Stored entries
Content starts
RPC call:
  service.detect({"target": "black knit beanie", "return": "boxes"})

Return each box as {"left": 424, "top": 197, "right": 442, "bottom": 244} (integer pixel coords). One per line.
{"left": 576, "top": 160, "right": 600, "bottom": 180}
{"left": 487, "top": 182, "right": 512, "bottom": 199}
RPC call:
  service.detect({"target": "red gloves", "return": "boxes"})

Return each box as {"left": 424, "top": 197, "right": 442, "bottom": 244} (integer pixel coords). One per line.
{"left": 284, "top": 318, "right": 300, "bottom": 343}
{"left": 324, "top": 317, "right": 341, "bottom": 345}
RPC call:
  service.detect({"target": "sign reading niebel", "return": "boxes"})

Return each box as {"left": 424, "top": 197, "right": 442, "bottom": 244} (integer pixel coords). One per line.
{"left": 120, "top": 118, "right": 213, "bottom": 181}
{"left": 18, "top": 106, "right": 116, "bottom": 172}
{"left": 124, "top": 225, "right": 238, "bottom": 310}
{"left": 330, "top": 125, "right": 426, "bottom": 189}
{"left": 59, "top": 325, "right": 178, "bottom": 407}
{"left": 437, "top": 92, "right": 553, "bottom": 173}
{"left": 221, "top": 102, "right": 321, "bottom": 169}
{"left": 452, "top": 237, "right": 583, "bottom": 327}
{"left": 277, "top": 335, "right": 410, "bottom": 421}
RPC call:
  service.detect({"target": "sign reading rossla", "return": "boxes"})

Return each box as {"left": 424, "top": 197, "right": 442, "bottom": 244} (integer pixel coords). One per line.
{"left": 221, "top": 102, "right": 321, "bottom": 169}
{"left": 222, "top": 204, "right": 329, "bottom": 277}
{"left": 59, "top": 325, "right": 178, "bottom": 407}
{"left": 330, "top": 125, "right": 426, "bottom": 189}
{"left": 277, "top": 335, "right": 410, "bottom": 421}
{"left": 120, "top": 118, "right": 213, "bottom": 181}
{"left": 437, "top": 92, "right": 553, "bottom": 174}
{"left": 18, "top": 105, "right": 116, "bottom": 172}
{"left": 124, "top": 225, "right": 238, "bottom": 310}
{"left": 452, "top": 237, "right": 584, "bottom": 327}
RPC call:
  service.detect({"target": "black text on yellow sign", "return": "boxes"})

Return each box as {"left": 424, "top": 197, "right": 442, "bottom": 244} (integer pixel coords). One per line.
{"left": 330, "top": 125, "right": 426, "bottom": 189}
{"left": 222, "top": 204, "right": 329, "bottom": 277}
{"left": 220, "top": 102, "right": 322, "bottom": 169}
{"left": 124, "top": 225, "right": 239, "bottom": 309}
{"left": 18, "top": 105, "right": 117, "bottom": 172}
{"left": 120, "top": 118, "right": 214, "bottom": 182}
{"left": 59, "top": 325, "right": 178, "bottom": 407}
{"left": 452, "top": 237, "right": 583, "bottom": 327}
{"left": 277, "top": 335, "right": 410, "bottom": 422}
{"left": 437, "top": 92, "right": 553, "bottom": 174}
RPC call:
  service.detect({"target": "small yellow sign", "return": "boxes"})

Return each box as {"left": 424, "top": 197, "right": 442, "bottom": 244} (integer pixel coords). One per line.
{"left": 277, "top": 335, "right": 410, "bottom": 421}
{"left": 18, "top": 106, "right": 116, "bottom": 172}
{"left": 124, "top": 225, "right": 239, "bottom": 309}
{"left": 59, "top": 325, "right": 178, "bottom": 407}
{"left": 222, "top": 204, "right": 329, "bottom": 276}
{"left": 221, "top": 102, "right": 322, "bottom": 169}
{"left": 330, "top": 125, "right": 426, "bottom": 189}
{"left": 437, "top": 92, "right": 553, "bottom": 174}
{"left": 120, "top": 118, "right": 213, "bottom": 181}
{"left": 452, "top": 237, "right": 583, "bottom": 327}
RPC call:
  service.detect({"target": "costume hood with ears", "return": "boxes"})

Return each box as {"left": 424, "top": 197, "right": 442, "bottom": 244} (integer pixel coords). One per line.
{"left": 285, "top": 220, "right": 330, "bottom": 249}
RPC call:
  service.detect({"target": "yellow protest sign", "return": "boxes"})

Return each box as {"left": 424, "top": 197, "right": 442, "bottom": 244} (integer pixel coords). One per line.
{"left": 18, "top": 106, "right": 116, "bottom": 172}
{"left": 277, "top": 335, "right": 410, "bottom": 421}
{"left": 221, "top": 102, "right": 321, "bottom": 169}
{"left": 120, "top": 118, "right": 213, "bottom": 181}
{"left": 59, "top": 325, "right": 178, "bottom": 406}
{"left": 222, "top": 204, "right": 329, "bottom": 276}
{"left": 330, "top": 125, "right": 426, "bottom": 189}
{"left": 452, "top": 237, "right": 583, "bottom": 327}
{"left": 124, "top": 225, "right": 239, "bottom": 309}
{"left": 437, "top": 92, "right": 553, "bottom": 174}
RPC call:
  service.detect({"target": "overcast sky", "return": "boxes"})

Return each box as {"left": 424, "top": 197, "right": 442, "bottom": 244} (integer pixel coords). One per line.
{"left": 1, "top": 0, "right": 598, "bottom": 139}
Content ends
__WHAT THE TASK REQUIRES__: Scan the lines above for the word "sign", then copy each line that has it.

__REPLY__:
  service.detect({"target": "sign reading niebel", "return": "boxes"})
  service.detect({"target": "sign reading rossla", "return": "boxes"})
  service.detect({"target": "black text on yellow sign", "return": "boxes"})
  service.detect({"target": "small yellow sign", "return": "boxes"})
  service.detect({"target": "yellow protest sign", "return": "boxes"})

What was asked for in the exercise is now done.